PROBLEM TO WORK ON:
Set down every record below exactly as it stands, leaving out the pictures.

Items from a dataset
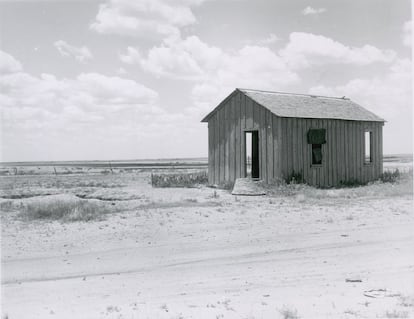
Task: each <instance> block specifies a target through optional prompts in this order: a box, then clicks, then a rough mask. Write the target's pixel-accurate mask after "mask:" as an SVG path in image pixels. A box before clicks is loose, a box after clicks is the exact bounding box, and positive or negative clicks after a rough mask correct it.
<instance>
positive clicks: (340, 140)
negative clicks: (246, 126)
mask: <svg viewBox="0 0 414 319" xmlns="http://www.w3.org/2000/svg"><path fill="white" fill-rule="evenodd" d="M382 126H383V123H382V122H362V121H345V120H329V119H297V118H282V138H281V141H282V142H281V150H282V153H283V156H282V170H281V175H282V177H287V176H289V175H290V174H292V172H293V171H295V172H300V173H301V174H302V176H303V178H304V180H305V181H306V182H307V183H308V184H310V185H317V186H324V187H330V186H337V185H339V184H340V183H341V182H347V181H359V182H368V181H372V180H375V179H378V178H379V177H380V175H381V173H382V169H383V167H382ZM311 128H325V129H326V144H323V145H322V165H318V166H316V165H312V164H311V163H312V146H311V144H308V143H307V132H308V130H309V129H311ZM366 130H369V131H372V133H373V137H372V155H371V156H372V163H369V164H365V163H364V154H365V152H364V147H365V137H364V133H365V131H366Z"/></svg>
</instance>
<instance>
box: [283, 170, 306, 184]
mask: <svg viewBox="0 0 414 319" xmlns="http://www.w3.org/2000/svg"><path fill="white" fill-rule="evenodd" d="M285 181H286V183H287V184H303V183H304V180H303V175H302V173H301V172H295V171H294V170H293V171H292V173H290V174H289V175H288V176H287V177H286V179H285Z"/></svg>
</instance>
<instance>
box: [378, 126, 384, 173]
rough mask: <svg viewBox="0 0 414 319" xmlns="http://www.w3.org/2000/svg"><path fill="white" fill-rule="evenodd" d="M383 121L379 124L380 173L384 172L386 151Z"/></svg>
mask: <svg viewBox="0 0 414 319" xmlns="http://www.w3.org/2000/svg"><path fill="white" fill-rule="evenodd" d="M382 130H383V123H381V124H379V159H380V165H379V174H380V176H381V174H382V173H383V172H384V153H383V149H382V148H383V146H382V145H383V134H382Z"/></svg>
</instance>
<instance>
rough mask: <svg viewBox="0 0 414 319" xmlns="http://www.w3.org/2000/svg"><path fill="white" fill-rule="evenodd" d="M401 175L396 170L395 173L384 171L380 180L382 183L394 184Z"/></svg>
mask: <svg viewBox="0 0 414 319" xmlns="http://www.w3.org/2000/svg"><path fill="white" fill-rule="evenodd" d="M400 176H401V174H400V171H399V170H398V168H397V169H396V170H395V171H392V172H390V171H385V172H384V173H382V174H381V177H380V180H381V181H382V182H383V183H395V182H396V181H397V180H398V179H399V178H400Z"/></svg>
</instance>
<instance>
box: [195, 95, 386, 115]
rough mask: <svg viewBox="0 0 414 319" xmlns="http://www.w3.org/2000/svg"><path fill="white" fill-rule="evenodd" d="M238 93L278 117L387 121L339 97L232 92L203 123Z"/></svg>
mask: <svg viewBox="0 0 414 319" xmlns="http://www.w3.org/2000/svg"><path fill="white" fill-rule="evenodd" d="M236 92H241V93H243V94H244V95H246V96H248V97H249V98H251V99H252V100H253V101H255V102H256V103H258V104H260V105H261V106H263V107H265V108H267V109H268V110H269V111H270V112H272V113H273V114H275V115H276V116H279V117H296V118H314V119H337V120H351V121H370V122H371V121H374V122H384V119H382V118H380V117H378V116H377V115H375V114H374V113H372V112H370V111H368V110H366V109H364V108H363V107H362V106H360V105H358V104H356V103H355V102H352V101H351V100H350V99H348V98H345V97H343V98H339V97H328V96H318V95H307V94H296V93H282V92H270V91H259V90H250V89H236V90H235V91H233V93H232V94H230V95H229V96H228V97H227V98H226V99H225V100H224V101H223V102H221V103H220V104H219V106H217V107H216V108H215V109H214V110H213V111H212V112H210V113H209V114H208V115H207V116H206V117H205V118H204V119H203V120H202V122H207V121H208V119H209V118H210V116H211V115H212V114H213V113H214V112H215V111H216V110H217V109H218V108H219V107H220V106H221V105H222V104H223V103H224V102H225V101H226V100H227V99H229V98H230V97H232V96H233V94H234V93H236Z"/></svg>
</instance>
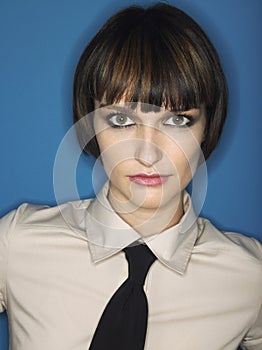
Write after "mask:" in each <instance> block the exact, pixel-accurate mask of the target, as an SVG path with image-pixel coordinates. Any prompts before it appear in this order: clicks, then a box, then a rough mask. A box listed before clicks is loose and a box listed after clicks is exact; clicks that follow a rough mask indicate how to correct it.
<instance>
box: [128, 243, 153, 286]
mask: <svg viewBox="0 0 262 350" xmlns="http://www.w3.org/2000/svg"><path fill="white" fill-rule="evenodd" d="M124 252H125V254H126V259H127V261H128V269H129V278H130V280H131V281H133V282H136V283H138V284H142V285H143V284H144V282H145V278H146V275H147V272H148V270H149V268H150V266H151V265H152V264H153V262H154V261H155V260H156V257H155V255H154V254H153V253H152V252H151V250H150V249H149V248H148V247H147V245H145V244H139V245H135V246H131V247H126V248H125V249H124Z"/></svg>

TASK ANSWER:
Task: each <instance> block specifies a target through optional prompts in this order: a box, then clicks, then a rough mask. Write the target's pixel-accurate mask after "mask:" as an SVG path in image pixels. A box before clicks is loose, a box after clicks is the exact bounding box, and positive or negative clicks after a rough mask correct it.
<instance>
positive clicks: (340, 140)
negative clicks: (246, 126)
mask: <svg viewBox="0 0 414 319" xmlns="http://www.w3.org/2000/svg"><path fill="white" fill-rule="evenodd" d="M382 126H383V123H382V122H362V121H345V120H329V119H297V118H282V138H281V141H282V142H281V150H282V153H283V156H282V170H281V175H282V177H287V176H289V175H290V174H292V172H293V171H295V172H300V173H301V174H302V176H303V178H304V180H305V181H306V182H307V183H308V184H310V185H317V186H324V187H330V186H337V185H339V184H340V183H341V182H347V181H359V182H368V181H372V180H375V179H378V178H379V177H380V175H381V173H382V169H383V167H382ZM311 128H325V129H326V144H323V145H322V165H318V166H316V165H312V164H311V163H312V146H311V144H308V143H307V132H308V130H309V129H311ZM366 130H369V131H372V133H373V137H372V155H371V156H372V163H369V164H365V163H364V154H365V152H364V147H365V137H364V133H365V131H366Z"/></svg>
</instance>
<instance>
box: [283, 170, 306, 184]
mask: <svg viewBox="0 0 414 319" xmlns="http://www.w3.org/2000/svg"><path fill="white" fill-rule="evenodd" d="M285 181H286V183H287V184H303V183H304V180H303V175H302V173H301V172H295V171H294V170H293V171H292V173H290V174H289V175H288V176H287V177H286V179H285Z"/></svg>
</instance>
<instance>
box: [378, 126, 384, 173]
rough mask: <svg viewBox="0 0 414 319" xmlns="http://www.w3.org/2000/svg"><path fill="white" fill-rule="evenodd" d="M383 121L379 124L380 173L384 172L386 151Z"/></svg>
mask: <svg viewBox="0 0 414 319" xmlns="http://www.w3.org/2000/svg"><path fill="white" fill-rule="evenodd" d="M382 130H383V123H381V124H379V159H380V165H379V174H380V176H381V174H382V173H383V172H384V153H383V149H382V148H383V146H382V145H383V134H382Z"/></svg>
</instance>
<instance>
rough mask: <svg viewBox="0 0 414 319" xmlns="http://www.w3.org/2000/svg"><path fill="white" fill-rule="evenodd" d="M401 175L396 170L395 173L384 171L380 180L382 183L394 184Z"/></svg>
mask: <svg viewBox="0 0 414 319" xmlns="http://www.w3.org/2000/svg"><path fill="white" fill-rule="evenodd" d="M400 176H401V174H400V171H399V170H398V168H397V169H396V170H395V171H392V172H390V171H385V172H384V173H382V174H381V177H380V180H381V181H382V182H383V183H395V182H396V181H397V180H398V179H399V178H400Z"/></svg>
</instance>
<instance>
box: [195, 95, 386, 115]
rough mask: <svg viewBox="0 0 414 319" xmlns="http://www.w3.org/2000/svg"><path fill="white" fill-rule="evenodd" d="M238 93L278 117L387 121L339 97L232 92L203 123Z"/></svg>
mask: <svg viewBox="0 0 414 319" xmlns="http://www.w3.org/2000/svg"><path fill="white" fill-rule="evenodd" d="M236 92H241V93H243V94H244V95H246V96H248V97H249V98H251V99H252V100H253V101H255V102H256V103H258V104H260V105H261V106H263V107H265V108H267V109H268V110H269V111H270V112H272V113H273V114H275V115H276V116H279V117H296V118H314V119H337V120H351V121H370V122H371V121H374V122H384V119H382V118H380V117H378V116H377V115H375V114H374V113H372V112H370V111H368V110H366V109H364V108H363V107H362V106H360V105H358V104H356V103H355V102H352V101H351V100H350V99H348V98H345V97H343V98H339V97H328V96H318V95H307V94H296V93H282V92H270V91H259V90H250V89H236V90H235V91H233V93H232V94H230V95H229V96H228V97H227V98H226V99H225V100H224V101H223V102H221V103H220V104H219V106H217V107H216V108H215V109H214V110H213V111H212V112H210V113H209V114H208V115H207V116H206V117H205V118H204V119H203V120H202V122H207V121H208V119H209V118H210V116H211V115H212V114H213V113H214V112H215V111H216V110H217V109H218V108H219V107H220V106H221V105H222V104H223V103H224V102H225V101H226V100H227V99H229V98H230V97H232V96H233V94H234V93H236Z"/></svg>
</instance>
Write after "mask:" in each <instance> block the exact, pixel-accurate mask of the target, as an SVG path with image-pixel coordinates. Any prompts before it appear in this order: clicks, then a box, then a rough mask. A box listed before clicks is loose and a box listed after clicks is exact; clicks that follow a rough mask indicate how to correct it.
<instance>
box: [128, 243, 153, 286]
mask: <svg viewBox="0 0 262 350" xmlns="http://www.w3.org/2000/svg"><path fill="white" fill-rule="evenodd" d="M124 252H125V254H126V259H127V261H128V269H129V278H130V280H131V281H133V282H136V283H138V284H142V285H143V284H144V282H145V278H146V275H147V272H148V270H149V268H150V266H151V265H152V264H153V262H154V261H155V260H156V257H155V255H154V254H153V253H152V252H151V250H150V249H149V248H148V247H147V245H145V244H139V245H135V246H131V247H126V248H125V249H124Z"/></svg>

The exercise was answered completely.